## Tarefas a realizar
• a. Enumere todas as leis e decretos-leis mencionados no trecho citado sobre o diferendo entre a DST e a AMTQT, com o respetivo número e data.
• b. Segundo o trecho citado sobre o diferendo entre a DST e a AMTQT, por que prazo mínimo pediu a DST acesso às condutas para instalar fibra ótica?

## Trecho citado
☆ ☆ ☆

I. Factos


a. Requerimento apresentado pela DSTelecom Norte, S.A.

1. Por requerimento1 apresentado em 28.03.2013, a DSTelecom Norte, S.A. (doravante DST) solicita, ao abrigo e nos termos do disposto no artigo 10.º da Lei das Comunicações Eletrónicas (Lei n.º 5/2004, de 10 de fevereiro, alterada e republicada pela Lei n.º 51/2011, de 13 de setembro - LCE), e do n.º 3 do artigo 19.º do Decreto-Lei n.º 123/2009, de 21 de maio, alterado e republicado pelo Decreto-Lei n.º 258/2009, de 25 de setembro2, e pela Lei n.º 47/2013, de 10 de julho3 (doravante DL 123/2009), que a ANACOM intervenha no diferendo que a opõe à Associação de Municípios da Terra Quente Transmontana (de ora em diante AMTQT).

Em síntese, alega a DST que:

A 08.05.2012 apresentou, junto da AMTQT, um pedido de acesso às condutas da rede comunitária de banda larga detida por aquela Associação (Rede Comunitária de Banda Larga da Terra Quente Transmontana, doravante RCBLTQT) para instalação de fibra ótica, pelo prazo mínimo de 20 anos.

Em 16.05.2012 a DST foi informada por ofício da AMTQT4 que o pedido de acesso apresentado fora deferido.

☆ ☆ ☆

## Entradas do conjunto
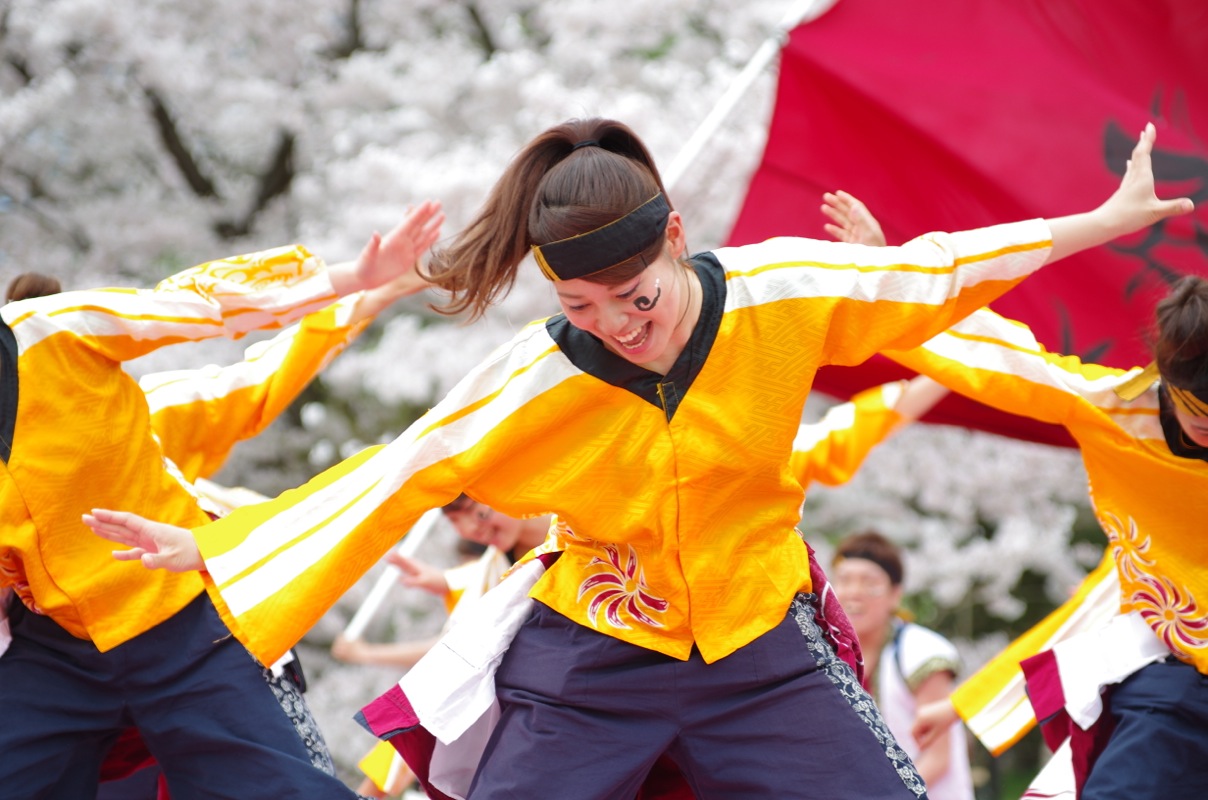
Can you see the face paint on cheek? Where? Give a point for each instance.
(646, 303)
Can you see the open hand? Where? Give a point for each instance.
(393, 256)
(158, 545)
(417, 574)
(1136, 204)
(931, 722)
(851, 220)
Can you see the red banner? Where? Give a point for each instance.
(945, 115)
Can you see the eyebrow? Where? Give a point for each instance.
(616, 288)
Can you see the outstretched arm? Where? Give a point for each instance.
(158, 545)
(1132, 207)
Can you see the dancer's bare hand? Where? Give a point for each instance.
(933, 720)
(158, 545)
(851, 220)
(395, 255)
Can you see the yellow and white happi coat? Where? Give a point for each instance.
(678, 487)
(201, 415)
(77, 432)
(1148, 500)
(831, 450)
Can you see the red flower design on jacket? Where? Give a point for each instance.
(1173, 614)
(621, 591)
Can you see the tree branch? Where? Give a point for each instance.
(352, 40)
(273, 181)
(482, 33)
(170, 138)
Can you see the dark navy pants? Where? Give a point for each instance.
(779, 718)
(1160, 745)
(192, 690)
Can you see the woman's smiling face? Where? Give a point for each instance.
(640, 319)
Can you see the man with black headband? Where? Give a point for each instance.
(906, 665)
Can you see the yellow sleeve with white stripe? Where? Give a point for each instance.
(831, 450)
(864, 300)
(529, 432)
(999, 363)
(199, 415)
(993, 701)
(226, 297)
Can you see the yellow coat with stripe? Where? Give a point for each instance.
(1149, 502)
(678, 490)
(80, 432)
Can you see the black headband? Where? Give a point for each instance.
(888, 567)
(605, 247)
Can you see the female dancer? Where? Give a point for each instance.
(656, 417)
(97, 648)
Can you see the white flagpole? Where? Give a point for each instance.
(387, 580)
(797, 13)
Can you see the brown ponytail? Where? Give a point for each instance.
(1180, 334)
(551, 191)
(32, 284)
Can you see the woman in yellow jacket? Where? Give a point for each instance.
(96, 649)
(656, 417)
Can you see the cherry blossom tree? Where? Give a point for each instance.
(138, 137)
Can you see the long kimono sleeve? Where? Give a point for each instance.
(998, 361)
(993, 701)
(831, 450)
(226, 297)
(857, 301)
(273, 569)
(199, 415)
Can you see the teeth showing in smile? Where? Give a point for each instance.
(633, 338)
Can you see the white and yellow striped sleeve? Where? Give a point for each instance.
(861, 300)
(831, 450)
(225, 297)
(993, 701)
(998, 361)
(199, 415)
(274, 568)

☆ ☆ ☆

## Respostas por tarefa
• a.
- Lei n.º 5/2004, de 10 de fevereiro
- Lei n.º 51/2011, de 13 de setembro
- Decreto-Lei n.º 123/2009, de 21 de maio
- Decreto-Lei n.º 258/2009, de 25 de setembro
- Lei n.º 47/2013, de 10 de julho

• b. Pelo prazo mínimo de 20 anos.